VI. Observations des parties et analyse

L’agente a-t-elle manqué à l’équité procédurale en ne tenant pas d’audience?

[14] Le demandeur soutient que les principes de justice fondamentale exigent qu’une audience soit tenue lorsqu’une décision relative à une demande fondée sur des considérations d’ordre humanitaire s’appuie sur d’importantes questions de crédibilité, en particulier si la vie ou la sécurité d’une personne est en danger (Singh c Canada (Ministre de l’Emploi et de l’Immigration), [1985] 1 RCS 177, 17 DLR (4th) 422 au para 59; Duka c Canada (Citoyenneté et Immigration), 2010 CF 1071 [Duka] au para 13; A.B. c Canada (Citoyenneté et Immigration), 2020 CF 498 [A.B.] au para 94).

[15] Le demandeur fait valoir qu’il souffre d’une maladie grave et que sa vie est sérieusement menacée si sa tumeur au cerveau réapparaît. Il fait remarquer que, selon les experts médicaux canadiens, le risque de récidive est élevé.

§ Travail à faire:
**1.** Recopiez mot pour mot le passage du texte d'étude qui va de « [14] Le demandeur » jusqu'à « récidive est élevé. » inclus.
**2.** D'après le texte d'étude, comment les experts médicaux canadiens jugent-ils le risque de récidive ?

Descriptions de zones en langage naturel:
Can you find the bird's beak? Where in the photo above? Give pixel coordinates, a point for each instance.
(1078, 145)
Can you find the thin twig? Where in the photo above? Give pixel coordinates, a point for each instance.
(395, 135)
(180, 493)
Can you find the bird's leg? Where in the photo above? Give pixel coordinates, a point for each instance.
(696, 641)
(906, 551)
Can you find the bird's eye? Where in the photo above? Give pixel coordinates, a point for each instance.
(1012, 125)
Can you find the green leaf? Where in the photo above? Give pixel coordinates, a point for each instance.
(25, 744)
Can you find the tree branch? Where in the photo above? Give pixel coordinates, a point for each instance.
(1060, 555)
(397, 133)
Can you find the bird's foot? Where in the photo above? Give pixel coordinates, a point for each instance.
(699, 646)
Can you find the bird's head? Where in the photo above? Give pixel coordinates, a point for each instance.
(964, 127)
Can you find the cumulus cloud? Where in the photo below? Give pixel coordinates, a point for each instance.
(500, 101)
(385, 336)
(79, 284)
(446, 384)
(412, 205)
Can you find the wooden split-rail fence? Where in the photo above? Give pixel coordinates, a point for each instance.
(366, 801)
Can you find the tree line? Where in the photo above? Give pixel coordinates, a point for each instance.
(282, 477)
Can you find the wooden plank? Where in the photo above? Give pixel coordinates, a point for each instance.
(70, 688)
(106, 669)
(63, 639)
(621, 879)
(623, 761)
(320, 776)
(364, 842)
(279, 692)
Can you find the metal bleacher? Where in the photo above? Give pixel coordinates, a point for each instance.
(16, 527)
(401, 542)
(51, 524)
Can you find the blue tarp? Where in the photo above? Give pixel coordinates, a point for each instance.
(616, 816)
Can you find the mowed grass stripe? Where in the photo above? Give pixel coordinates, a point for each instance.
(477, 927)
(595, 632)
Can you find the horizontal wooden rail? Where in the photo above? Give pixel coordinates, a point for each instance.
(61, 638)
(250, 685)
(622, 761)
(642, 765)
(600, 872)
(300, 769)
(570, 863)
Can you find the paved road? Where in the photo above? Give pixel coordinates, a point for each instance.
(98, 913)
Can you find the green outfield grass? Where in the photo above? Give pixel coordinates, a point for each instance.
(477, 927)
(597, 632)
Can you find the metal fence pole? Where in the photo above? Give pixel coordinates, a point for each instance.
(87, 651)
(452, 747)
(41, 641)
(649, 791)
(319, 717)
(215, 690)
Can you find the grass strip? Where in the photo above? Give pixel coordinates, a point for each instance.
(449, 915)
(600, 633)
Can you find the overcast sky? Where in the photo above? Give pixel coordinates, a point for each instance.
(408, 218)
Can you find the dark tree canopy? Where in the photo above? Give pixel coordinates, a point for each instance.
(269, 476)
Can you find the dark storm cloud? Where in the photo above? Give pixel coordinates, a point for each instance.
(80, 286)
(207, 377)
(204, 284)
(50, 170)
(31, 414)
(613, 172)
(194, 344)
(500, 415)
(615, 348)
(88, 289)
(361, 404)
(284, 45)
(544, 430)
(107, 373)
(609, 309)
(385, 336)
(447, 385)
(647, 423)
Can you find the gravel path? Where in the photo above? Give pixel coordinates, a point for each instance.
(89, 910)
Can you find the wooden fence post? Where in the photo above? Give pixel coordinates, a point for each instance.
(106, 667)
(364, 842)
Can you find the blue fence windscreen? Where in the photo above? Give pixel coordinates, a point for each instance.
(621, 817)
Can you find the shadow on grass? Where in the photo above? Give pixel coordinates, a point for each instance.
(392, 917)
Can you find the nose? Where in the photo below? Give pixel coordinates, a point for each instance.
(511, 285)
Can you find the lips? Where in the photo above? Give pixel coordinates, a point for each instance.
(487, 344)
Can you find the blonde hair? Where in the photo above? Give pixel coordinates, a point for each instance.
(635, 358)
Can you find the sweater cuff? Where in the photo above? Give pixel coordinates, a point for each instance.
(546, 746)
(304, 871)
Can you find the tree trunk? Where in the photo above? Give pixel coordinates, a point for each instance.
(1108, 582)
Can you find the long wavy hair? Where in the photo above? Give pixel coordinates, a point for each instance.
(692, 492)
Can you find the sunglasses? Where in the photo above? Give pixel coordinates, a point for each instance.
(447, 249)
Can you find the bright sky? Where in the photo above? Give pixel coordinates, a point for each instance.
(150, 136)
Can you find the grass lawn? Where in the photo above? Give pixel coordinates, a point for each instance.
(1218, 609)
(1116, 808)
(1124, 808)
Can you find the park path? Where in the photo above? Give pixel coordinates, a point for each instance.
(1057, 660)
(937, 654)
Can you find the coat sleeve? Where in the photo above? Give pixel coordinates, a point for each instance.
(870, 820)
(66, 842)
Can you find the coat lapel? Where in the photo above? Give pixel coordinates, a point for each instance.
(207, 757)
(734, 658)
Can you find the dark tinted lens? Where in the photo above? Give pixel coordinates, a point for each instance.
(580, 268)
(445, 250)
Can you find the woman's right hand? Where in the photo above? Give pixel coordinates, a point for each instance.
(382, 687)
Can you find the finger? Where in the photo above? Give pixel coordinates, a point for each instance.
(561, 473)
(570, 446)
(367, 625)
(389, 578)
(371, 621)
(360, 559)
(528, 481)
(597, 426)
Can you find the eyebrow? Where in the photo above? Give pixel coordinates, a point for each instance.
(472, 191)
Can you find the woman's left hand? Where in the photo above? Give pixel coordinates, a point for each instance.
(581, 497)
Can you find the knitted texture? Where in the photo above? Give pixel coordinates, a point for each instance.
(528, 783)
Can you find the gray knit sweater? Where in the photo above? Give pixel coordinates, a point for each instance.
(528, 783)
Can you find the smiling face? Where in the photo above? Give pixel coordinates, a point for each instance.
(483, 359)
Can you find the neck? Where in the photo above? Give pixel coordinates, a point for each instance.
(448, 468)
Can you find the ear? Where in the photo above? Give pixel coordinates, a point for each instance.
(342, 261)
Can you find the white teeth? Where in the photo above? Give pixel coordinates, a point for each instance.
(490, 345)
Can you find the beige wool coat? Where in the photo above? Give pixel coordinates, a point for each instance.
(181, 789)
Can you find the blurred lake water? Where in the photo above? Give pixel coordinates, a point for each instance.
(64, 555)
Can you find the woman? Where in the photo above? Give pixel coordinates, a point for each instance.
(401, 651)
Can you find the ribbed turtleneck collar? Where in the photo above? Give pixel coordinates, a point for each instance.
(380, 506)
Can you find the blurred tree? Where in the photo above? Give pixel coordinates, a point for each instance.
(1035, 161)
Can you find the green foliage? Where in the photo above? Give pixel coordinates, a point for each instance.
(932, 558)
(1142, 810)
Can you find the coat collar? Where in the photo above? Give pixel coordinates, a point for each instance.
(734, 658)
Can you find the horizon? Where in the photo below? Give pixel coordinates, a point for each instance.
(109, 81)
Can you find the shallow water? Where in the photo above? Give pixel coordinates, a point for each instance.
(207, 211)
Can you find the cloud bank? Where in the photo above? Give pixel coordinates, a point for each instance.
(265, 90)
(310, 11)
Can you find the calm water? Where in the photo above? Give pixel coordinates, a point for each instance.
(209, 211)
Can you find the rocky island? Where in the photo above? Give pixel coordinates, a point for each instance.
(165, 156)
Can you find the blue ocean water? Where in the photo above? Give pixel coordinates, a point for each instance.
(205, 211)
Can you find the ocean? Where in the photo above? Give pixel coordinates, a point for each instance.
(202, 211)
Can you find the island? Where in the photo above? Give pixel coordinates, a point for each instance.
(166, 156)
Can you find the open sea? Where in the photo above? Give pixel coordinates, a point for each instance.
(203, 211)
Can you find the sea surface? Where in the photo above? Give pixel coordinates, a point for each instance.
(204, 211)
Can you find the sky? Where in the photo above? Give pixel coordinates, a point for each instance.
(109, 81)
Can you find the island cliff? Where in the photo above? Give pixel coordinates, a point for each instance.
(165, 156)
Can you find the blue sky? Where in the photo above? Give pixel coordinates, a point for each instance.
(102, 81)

§ Corrigés:
**1.**
[14] Le demandeur soutient que les principes de justice fondamentale exigent qu’une audience soit tenue lorsqu’une décision relative à une demande fondée sur des considérations d’ordre humanitaire s’appuie sur d’importantes questions de crédibilité, en particulier si la vie ou la sécurité d’une personne est en danger (Singh c Canada (Ministre de l’Emploi et de l’Immigration), [1985] 1 RCS 177, 17 DLR (4th) 422 au para 59; Duka c Canada (Citoyenneté et Immigration), 2010 CF 1071 [Duka] au para 13; A.B. c Canada (Citoyenneté et Immigration), 2020 CF 498 [A.B.] au para 94).

[15] Le demandeur fait valoir qu’il souffre d’une maladie grave et que sa vie est sérieusement menacée si sa tumeur au cerveau réapparaît. Il fait remarquer que, selon les experts médicaux canadiens, le risque de récidive est élevé.

**2.** Ils jugent ce risque élevé.